Dataset records:
____________________
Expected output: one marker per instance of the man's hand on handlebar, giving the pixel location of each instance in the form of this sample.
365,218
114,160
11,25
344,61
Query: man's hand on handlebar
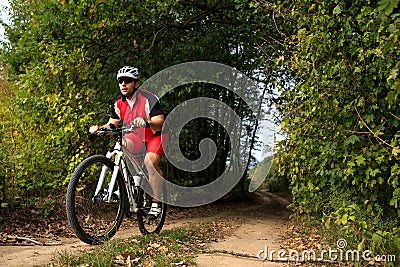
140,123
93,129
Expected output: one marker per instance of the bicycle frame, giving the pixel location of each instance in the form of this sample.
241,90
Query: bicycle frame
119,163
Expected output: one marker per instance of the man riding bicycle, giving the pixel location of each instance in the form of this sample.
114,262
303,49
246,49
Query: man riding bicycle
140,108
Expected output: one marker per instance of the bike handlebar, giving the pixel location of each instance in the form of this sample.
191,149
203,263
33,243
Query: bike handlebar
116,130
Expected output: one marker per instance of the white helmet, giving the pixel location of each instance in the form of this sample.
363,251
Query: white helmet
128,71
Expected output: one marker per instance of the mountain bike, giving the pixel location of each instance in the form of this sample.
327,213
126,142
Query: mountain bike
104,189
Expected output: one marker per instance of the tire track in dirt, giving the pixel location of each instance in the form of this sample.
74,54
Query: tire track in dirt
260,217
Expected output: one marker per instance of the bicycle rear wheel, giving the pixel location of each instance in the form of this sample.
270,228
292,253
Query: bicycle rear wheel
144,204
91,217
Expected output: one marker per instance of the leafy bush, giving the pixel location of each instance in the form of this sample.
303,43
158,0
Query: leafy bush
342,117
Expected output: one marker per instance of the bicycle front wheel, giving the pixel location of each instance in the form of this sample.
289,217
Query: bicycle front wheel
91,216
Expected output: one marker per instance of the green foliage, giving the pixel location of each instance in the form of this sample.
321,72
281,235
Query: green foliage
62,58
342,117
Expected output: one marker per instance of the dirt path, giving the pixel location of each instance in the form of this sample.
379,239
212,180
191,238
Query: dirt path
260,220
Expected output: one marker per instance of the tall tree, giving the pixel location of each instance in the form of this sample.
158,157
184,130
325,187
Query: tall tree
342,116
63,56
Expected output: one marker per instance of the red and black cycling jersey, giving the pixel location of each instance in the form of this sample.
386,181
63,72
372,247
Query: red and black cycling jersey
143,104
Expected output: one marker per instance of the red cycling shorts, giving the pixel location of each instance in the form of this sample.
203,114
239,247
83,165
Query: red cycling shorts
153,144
____________________
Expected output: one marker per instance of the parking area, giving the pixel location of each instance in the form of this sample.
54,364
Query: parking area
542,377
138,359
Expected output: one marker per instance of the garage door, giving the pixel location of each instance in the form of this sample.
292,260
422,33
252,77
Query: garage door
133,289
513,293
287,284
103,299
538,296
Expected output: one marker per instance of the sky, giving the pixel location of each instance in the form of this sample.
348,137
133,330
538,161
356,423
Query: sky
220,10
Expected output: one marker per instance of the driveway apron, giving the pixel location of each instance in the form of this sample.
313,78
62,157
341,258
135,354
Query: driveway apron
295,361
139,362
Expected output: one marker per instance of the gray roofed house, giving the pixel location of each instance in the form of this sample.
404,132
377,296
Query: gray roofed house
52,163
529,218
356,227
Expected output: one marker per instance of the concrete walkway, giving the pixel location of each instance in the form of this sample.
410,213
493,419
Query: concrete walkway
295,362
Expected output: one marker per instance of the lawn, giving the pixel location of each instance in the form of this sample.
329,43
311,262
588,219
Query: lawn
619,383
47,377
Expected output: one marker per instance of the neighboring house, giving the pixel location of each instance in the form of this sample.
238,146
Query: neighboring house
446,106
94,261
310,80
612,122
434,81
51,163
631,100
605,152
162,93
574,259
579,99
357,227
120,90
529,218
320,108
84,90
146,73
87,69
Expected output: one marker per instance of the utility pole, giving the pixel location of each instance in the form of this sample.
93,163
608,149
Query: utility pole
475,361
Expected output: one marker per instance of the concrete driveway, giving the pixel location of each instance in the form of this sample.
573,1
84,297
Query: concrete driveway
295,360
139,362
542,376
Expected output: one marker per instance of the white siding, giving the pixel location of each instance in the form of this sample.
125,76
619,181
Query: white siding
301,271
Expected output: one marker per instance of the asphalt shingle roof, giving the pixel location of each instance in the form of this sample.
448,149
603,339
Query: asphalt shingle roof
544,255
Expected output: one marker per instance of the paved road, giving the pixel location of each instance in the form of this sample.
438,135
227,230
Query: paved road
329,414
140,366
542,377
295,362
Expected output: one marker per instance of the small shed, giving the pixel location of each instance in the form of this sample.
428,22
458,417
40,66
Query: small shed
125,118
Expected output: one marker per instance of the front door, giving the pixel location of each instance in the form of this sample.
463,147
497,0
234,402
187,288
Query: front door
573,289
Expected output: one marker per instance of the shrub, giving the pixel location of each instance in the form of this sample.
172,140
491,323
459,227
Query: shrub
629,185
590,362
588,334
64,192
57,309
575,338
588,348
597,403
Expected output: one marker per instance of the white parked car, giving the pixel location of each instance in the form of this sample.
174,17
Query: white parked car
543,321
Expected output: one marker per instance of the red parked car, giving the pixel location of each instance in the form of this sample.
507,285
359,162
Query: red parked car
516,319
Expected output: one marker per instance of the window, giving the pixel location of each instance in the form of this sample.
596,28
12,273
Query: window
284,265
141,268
____________________
▶ _What you need to do_
Locate each line of the material above that contains the string "riding", and copy those lines out in full.

▶ _Finished exercise_
Expected output: one marker per instance of the man riding bicycle, giving the pixel location of each instance in the form of this sample.
Query: man riding bicycle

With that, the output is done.